» **DÉFI 1**
Recopiez mot pour mot le passage de l'extrait source sur l'exode des Juifs des pays arabes, en commençant à « Le monde arabe » et en terminant à « mémoire collective occidentale. ».
» **DÉFI 2**
Selon l'extrait source sur l'exode des Juifs des pays arabes, en l'absence de quels phénomènes cet exode s'est-il accompli ? Énumérez-les tous.

» **EXTRAIT SOURCE**
Juifs en pays arabes : Le grand déracinement 1850-1975 Georges Bensoussan[1]. Par Sarah Cattan

Le monde arabe s’est vidé de ses Juifs en une génération, écrit Georges Bensoussan. Pourquoi sont-ils partis ? Quelles sont les causes profondes de l’exode des Juifs des pays arabes ?

Telle est la question à laquelle l’historien répond dans Juifs en pays arabes, somme impressionnante et documentée consacrée à ce sujet occulté par la conscience historique et la mémoire collective occidentale.  

Des centaines de milliers de Juifs des pays arabo-musulmans se sont comme volatilisés en une génération à peine. Ils étaient 900.000. Aujourd’hui, il n’en reste que 4.000.

C’est l’histoire de ce déracinement de communautés juives millénaires, voire bimillénaires, que Georges Bensoussan va donc analyser dans toute sa complexité, expliquant les causes profondes de cet exode qui se fit en moins de trente ans. Sans génocide. Sans massacres. Et même sans expulsions.

Qu’il s’agît de la condition de dhimmi – laquelle devient insupportable quand le monde juif découvre les Lumières d’Occident et que de cette rencontre naît une émancipation de fait par la culture, l’éducation et la langue.

Qu’il s’agît encore du fossé culturel qui se creusa rapidement entre Juifs et musulmans et devint deuxième cause profonde du départ.

» **DONNÉES FOURNIES**
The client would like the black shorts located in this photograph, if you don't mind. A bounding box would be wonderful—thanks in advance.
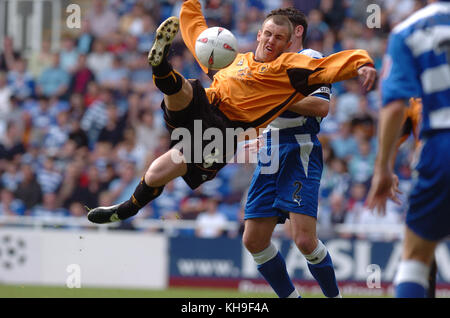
[161,80,237,189]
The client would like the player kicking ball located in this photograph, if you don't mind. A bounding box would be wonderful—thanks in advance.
[88,16,373,242]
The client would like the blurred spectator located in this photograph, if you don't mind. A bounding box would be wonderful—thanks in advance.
[81,88,113,148]
[98,103,126,147]
[0,36,21,72]
[180,186,207,220]
[28,40,53,78]
[137,14,156,53]
[108,161,140,204]
[329,192,347,225]
[14,164,42,212]
[66,165,107,211]
[87,0,119,38]
[233,17,256,53]
[0,71,12,136]
[331,121,358,160]
[130,53,153,94]
[8,58,35,101]
[119,2,146,36]
[76,19,94,54]
[136,108,165,152]
[69,54,95,94]
[37,156,63,194]
[336,79,361,123]
[344,182,367,229]
[60,36,80,74]
[0,188,25,216]
[97,55,129,89]
[87,39,114,77]
[0,161,21,192]
[348,140,376,182]
[0,121,26,161]
[195,198,227,238]
[36,53,70,97]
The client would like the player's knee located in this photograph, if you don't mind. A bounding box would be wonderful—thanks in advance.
[242,235,268,254]
[294,233,317,255]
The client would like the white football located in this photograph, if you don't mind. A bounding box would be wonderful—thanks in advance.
[195,27,238,70]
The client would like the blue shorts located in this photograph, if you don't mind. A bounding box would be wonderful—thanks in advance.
[406,131,450,241]
[244,133,323,223]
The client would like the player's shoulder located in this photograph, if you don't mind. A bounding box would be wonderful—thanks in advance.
[298,49,323,59]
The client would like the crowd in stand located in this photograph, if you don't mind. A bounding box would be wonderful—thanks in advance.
[0,0,423,237]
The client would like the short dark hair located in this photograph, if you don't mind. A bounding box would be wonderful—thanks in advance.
[263,14,294,41]
[266,7,308,45]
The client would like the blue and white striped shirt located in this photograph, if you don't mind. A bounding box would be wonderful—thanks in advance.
[381,1,450,136]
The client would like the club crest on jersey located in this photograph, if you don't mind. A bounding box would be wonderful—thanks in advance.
[258,64,269,74]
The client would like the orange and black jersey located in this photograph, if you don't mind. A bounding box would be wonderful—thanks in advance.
[180,0,373,128]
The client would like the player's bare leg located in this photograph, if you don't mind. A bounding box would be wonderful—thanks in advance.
[242,217,278,254]
[88,17,193,224]
[394,227,438,297]
[289,213,341,297]
[242,216,299,298]
[88,149,187,224]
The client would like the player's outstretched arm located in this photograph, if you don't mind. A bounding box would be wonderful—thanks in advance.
[180,0,208,74]
[308,50,376,88]
[288,96,330,117]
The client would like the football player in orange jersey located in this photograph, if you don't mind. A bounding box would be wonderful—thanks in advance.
[88,9,376,224]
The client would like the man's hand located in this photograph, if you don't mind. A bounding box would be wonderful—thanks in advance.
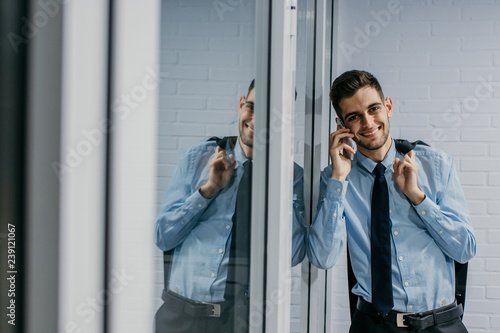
[393,150,425,205]
[330,126,356,180]
[200,147,236,199]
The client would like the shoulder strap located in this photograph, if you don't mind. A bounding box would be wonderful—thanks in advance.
[394,139,429,155]
[347,139,468,321]
[163,136,238,290]
[207,136,238,149]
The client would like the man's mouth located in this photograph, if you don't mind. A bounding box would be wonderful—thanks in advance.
[361,127,380,138]
[247,124,253,134]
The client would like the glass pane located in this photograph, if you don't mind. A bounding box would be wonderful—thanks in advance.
[155,0,255,332]
[290,1,307,333]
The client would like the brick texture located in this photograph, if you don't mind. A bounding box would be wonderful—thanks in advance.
[332,0,500,333]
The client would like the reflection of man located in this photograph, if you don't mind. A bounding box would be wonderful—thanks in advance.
[156,81,305,332]
[308,71,476,333]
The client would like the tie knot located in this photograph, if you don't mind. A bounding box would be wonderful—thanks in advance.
[373,163,385,177]
[243,160,252,172]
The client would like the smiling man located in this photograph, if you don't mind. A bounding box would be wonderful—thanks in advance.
[308,70,476,333]
[155,81,306,333]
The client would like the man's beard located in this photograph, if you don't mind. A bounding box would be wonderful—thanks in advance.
[353,127,389,150]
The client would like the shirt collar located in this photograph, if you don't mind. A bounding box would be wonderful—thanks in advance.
[234,137,248,167]
[354,140,396,173]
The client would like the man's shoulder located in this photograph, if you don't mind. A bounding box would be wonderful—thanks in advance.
[182,141,217,156]
[413,144,451,160]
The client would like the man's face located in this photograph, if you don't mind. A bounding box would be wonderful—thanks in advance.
[339,86,392,156]
[239,89,255,152]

» **SORTIE COMPLÈTE 1**
Le monde arabe s’est vidé de ses Juifs en une génération, écrit Georges Bensoussan. Pourquoi sont-ils partis ? Quelles sont les causes profondes de l’exode des Juifs des pays arabes ?

Telle est la question à laquelle l’historien répond dans Juifs en pays arabes, somme impressionnante et documentée consacrée à ce sujet occulté par la conscience historique et la mémoire collective occidentale.

» **SORTIE COMPLÈTE 2**
- génocide
- massacres
- expulsions